◆ **TASK ITEM**
Please count, in the material below, each line containing "bottle", and report only the number.

◆ **SOURCE MATERIAL**
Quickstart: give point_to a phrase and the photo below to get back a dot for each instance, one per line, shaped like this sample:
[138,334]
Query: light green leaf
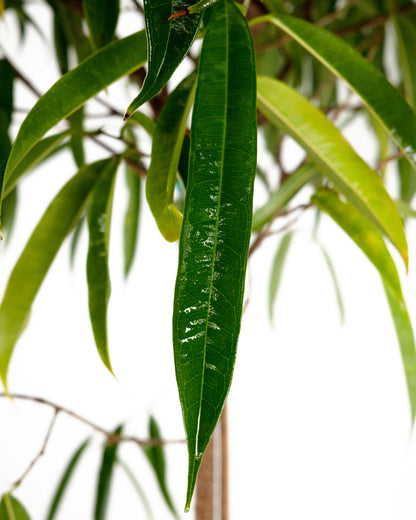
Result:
[335,157]
[366,236]
[33,264]
[99,221]
[131,218]
[101,20]
[166,150]
[278,200]
[66,477]
[216,227]
[364,78]
[12,509]
[104,479]
[277,269]
[74,89]
[156,457]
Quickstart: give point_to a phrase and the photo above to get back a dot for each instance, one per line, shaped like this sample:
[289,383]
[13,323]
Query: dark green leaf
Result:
[104,479]
[335,157]
[364,78]
[131,218]
[156,457]
[277,269]
[168,42]
[366,236]
[12,509]
[74,89]
[33,264]
[101,20]
[166,150]
[99,221]
[216,227]
[65,479]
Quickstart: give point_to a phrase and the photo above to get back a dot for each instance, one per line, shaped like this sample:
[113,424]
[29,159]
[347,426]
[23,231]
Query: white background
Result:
[319,417]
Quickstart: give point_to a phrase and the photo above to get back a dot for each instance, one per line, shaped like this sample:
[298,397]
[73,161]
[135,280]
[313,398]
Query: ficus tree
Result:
[270,70]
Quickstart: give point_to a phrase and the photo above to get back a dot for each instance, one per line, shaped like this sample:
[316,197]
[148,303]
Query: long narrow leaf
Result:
[168,42]
[99,220]
[104,479]
[166,150]
[66,477]
[33,264]
[216,228]
[364,78]
[74,89]
[156,457]
[336,159]
[366,236]
[12,509]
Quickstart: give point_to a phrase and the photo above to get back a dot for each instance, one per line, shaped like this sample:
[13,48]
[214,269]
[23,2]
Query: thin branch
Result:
[111,437]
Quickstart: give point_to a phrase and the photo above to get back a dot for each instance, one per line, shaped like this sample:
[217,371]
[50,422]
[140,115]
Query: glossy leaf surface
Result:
[277,269]
[66,477]
[99,221]
[131,218]
[337,160]
[168,42]
[74,89]
[33,264]
[104,479]
[216,227]
[166,151]
[12,509]
[101,20]
[366,236]
[156,457]
[364,78]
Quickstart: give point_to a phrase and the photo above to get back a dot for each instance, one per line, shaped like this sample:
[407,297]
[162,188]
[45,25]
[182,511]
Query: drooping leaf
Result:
[335,157]
[131,218]
[104,479]
[35,260]
[73,90]
[156,457]
[168,42]
[364,78]
[304,174]
[277,269]
[368,239]
[99,220]
[41,151]
[65,479]
[216,227]
[12,509]
[166,150]
[101,20]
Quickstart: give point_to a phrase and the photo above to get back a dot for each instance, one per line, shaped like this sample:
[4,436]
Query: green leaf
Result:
[364,78]
[101,20]
[104,480]
[168,42]
[366,236]
[166,151]
[73,90]
[216,227]
[277,269]
[42,150]
[33,264]
[335,157]
[278,200]
[131,218]
[99,221]
[65,479]
[156,457]
[12,509]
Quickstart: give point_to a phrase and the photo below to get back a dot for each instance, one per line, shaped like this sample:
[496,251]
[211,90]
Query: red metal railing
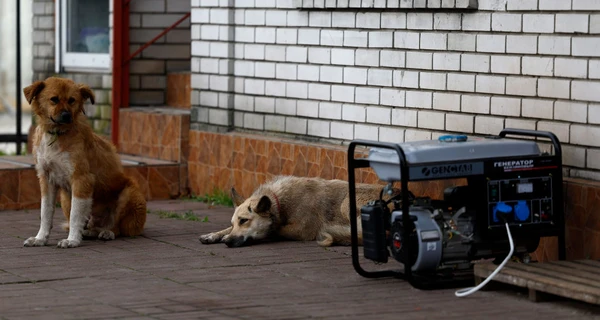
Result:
[122,58]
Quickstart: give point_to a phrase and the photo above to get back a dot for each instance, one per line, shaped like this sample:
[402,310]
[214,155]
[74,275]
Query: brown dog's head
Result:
[56,101]
[252,219]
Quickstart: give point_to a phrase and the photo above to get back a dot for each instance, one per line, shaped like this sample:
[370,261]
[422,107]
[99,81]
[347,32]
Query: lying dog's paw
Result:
[66,243]
[325,240]
[210,238]
[106,235]
[89,233]
[34,242]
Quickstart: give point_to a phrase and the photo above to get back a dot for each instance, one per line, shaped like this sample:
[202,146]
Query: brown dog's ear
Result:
[33,90]
[236,197]
[263,206]
[87,93]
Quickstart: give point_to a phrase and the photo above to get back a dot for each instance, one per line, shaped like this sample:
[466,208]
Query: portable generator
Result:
[509,183]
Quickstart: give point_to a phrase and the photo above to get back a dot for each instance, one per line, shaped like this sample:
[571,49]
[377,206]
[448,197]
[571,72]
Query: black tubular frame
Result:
[407,274]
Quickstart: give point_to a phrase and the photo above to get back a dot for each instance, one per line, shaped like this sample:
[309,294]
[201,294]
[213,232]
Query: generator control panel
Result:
[522,200]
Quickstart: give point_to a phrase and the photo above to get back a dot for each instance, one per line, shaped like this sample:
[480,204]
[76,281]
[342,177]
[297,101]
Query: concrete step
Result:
[155,132]
[179,90]
[19,186]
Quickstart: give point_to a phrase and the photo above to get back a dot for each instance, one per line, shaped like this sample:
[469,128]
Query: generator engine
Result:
[444,239]
[509,184]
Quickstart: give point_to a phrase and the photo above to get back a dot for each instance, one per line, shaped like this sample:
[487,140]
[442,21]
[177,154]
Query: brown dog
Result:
[295,208]
[84,167]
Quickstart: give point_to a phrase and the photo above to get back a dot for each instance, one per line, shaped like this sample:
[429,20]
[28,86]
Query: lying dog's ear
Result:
[236,197]
[87,93]
[263,206]
[33,90]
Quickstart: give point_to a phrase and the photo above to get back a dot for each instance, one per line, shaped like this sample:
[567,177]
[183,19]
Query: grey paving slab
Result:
[168,274]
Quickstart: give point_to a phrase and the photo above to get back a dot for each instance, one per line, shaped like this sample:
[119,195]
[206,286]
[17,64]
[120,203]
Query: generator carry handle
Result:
[538,134]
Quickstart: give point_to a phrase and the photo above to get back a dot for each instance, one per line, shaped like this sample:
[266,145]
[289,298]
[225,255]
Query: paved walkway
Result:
[169,274]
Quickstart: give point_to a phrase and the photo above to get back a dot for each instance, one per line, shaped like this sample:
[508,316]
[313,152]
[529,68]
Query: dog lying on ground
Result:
[295,208]
[97,199]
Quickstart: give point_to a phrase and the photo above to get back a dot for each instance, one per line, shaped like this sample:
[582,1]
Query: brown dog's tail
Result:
[133,216]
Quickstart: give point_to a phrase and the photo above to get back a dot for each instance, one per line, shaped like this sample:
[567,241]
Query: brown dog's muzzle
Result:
[65,117]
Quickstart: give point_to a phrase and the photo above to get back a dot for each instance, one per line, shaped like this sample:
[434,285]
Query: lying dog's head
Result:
[57,102]
[251,221]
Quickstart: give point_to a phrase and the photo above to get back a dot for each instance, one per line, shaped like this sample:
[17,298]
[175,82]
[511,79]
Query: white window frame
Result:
[74,60]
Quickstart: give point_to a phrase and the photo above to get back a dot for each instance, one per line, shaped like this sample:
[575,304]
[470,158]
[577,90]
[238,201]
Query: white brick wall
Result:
[403,76]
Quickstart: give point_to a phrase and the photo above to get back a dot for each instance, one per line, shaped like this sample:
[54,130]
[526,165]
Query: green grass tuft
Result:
[188,215]
[215,198]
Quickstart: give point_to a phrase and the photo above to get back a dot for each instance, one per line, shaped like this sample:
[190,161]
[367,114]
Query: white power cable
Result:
[467,291]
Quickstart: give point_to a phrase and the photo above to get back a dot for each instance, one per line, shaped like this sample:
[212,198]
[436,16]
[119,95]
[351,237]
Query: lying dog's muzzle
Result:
[234,242]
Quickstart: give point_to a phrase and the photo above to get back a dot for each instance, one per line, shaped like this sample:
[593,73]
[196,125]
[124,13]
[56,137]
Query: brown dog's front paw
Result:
[35,242]
[66,243]
[210,238]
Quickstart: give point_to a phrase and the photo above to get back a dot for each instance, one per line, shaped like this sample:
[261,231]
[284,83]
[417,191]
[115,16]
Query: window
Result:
[84,34]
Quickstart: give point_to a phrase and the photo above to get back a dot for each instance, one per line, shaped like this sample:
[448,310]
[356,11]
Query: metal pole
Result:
[18,93]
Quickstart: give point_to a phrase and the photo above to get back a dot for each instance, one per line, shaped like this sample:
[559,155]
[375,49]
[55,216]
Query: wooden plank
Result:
[567,274]
[578,266]
[589,262]
[542,283]
[559,289]
[558,275]
[589,274]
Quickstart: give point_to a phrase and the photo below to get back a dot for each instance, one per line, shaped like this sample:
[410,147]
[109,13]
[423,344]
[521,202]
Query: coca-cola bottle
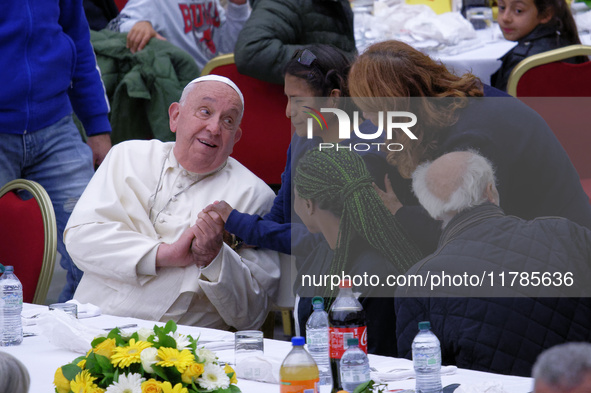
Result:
[347,320]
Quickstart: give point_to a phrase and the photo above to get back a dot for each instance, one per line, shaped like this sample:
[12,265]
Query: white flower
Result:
[206,355]
[144,333]
[213,377]
[148,357]
[182,341]
[127,383]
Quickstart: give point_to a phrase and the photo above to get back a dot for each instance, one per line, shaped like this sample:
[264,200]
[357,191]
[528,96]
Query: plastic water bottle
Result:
[11,291]
[354,366]
[298,373]
[347,320]
[426,357]
[317,340]
[362,14]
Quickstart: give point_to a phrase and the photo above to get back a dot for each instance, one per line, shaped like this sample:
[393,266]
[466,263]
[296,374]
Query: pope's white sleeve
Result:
[244,287]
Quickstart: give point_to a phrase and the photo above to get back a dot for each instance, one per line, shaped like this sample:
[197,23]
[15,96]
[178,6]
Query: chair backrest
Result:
[560,92]
[266,132]
[28,237]
[544,75]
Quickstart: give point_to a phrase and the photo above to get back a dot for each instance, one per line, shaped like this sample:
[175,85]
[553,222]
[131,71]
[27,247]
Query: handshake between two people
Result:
[200,243]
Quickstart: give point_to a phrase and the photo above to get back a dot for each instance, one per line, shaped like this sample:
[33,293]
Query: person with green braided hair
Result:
[335,196]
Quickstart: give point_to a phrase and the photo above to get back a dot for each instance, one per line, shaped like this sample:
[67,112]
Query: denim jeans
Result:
[57,158]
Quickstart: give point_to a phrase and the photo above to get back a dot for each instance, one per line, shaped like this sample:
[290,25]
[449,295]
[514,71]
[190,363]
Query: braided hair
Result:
[338,181]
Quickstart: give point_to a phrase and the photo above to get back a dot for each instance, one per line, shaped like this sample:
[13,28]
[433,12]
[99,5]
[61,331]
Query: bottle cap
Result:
[317,302]
[425,325]
[346,283]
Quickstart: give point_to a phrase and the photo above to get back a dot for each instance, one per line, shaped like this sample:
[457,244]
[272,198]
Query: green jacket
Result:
[141,86]
[276,28]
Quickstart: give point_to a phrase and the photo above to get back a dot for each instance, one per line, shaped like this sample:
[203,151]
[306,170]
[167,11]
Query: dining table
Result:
[43,353]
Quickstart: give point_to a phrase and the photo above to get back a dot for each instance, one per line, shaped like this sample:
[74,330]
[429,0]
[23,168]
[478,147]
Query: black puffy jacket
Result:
[501,334]
[276,28]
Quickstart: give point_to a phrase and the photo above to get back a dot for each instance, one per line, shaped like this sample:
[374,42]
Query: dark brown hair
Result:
[562,19]
[395,69]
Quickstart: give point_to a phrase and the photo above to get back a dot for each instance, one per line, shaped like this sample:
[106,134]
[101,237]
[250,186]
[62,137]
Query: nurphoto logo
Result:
[393,122]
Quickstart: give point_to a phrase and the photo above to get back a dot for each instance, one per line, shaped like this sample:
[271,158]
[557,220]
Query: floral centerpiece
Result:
[159,360]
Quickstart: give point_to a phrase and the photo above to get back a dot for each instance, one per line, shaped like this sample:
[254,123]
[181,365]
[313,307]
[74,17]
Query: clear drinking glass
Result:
[68,308]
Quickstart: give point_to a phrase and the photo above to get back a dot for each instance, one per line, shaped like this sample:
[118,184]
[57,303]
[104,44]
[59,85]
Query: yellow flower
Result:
[192,372]
[171,357]
[83,383]
[62,385]
[229,370]
[151,386]
[106,348]
[125,356]
[178,388]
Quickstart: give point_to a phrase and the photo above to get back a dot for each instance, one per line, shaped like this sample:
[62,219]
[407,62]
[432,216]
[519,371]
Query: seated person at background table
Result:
[139,234]
[202,28]
[334,196]
[317,71]
[14,376]
[276,28]
[537,26]
[505,333]
[565,368]
[535,175]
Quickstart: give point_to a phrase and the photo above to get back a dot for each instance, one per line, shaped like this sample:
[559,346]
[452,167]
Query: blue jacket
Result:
[277,230]
[48,67]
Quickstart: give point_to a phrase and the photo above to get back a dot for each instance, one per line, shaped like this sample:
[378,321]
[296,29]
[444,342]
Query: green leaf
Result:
[159,371]
[170,326]
[70,371]
[364,387]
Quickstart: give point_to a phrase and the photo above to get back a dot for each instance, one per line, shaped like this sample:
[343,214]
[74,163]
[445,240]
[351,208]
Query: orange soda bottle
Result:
[299,373]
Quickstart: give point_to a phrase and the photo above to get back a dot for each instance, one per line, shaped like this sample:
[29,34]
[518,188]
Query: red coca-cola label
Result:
[338,340]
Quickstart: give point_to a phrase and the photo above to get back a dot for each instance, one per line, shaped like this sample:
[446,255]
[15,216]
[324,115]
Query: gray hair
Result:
[212,78]
[473,179]
[563,366]
[14,377]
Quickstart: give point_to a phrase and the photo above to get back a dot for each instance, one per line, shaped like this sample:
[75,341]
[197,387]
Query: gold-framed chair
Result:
[28,237]
[545,75]
[561,93]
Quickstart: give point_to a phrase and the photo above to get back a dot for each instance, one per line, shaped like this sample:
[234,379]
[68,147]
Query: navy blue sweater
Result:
[48,67]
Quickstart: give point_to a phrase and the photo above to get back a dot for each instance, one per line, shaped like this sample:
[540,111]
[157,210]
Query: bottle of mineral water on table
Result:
[354,366]
[317,340]
[426,357]
[11,293]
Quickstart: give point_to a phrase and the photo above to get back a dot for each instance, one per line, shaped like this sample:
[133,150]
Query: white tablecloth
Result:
[43,358]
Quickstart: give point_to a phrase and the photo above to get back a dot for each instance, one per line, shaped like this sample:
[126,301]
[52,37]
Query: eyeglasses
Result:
[305,57]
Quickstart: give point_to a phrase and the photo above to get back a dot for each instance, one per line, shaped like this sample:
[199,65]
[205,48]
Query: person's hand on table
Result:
[100,146]
[222,208]
[198,245]
[140,34]
[208,239]
[389,197]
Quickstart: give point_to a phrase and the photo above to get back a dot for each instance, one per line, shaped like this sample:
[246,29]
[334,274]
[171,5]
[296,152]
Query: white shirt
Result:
[201,28]
[113,239]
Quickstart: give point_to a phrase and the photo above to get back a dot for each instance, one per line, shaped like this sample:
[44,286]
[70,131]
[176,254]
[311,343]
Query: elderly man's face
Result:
[206,126]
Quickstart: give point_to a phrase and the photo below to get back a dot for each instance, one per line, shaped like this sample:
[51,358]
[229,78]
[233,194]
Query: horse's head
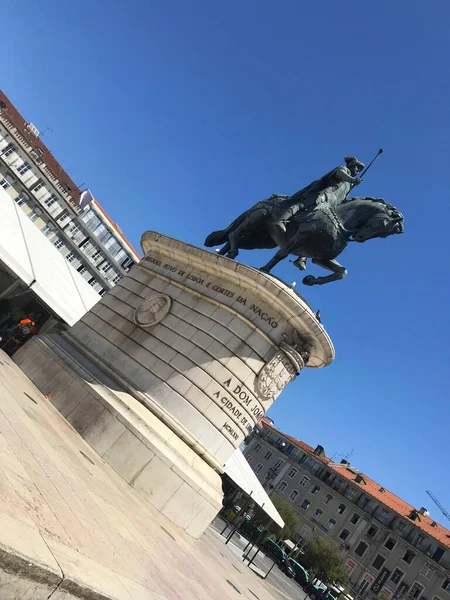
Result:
[385,220]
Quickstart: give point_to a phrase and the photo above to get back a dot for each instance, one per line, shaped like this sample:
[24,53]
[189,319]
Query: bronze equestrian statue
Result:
[316,222]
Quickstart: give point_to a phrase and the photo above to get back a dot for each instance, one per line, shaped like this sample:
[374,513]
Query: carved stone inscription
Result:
[275,375]
[152,310]
[252,310]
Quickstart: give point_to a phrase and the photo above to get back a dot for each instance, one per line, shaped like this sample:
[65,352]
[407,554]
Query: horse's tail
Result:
[216,238]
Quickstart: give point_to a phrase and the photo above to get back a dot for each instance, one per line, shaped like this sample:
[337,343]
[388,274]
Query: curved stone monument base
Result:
[175,365]
[130,438]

◆ **ANSWER BOX**
5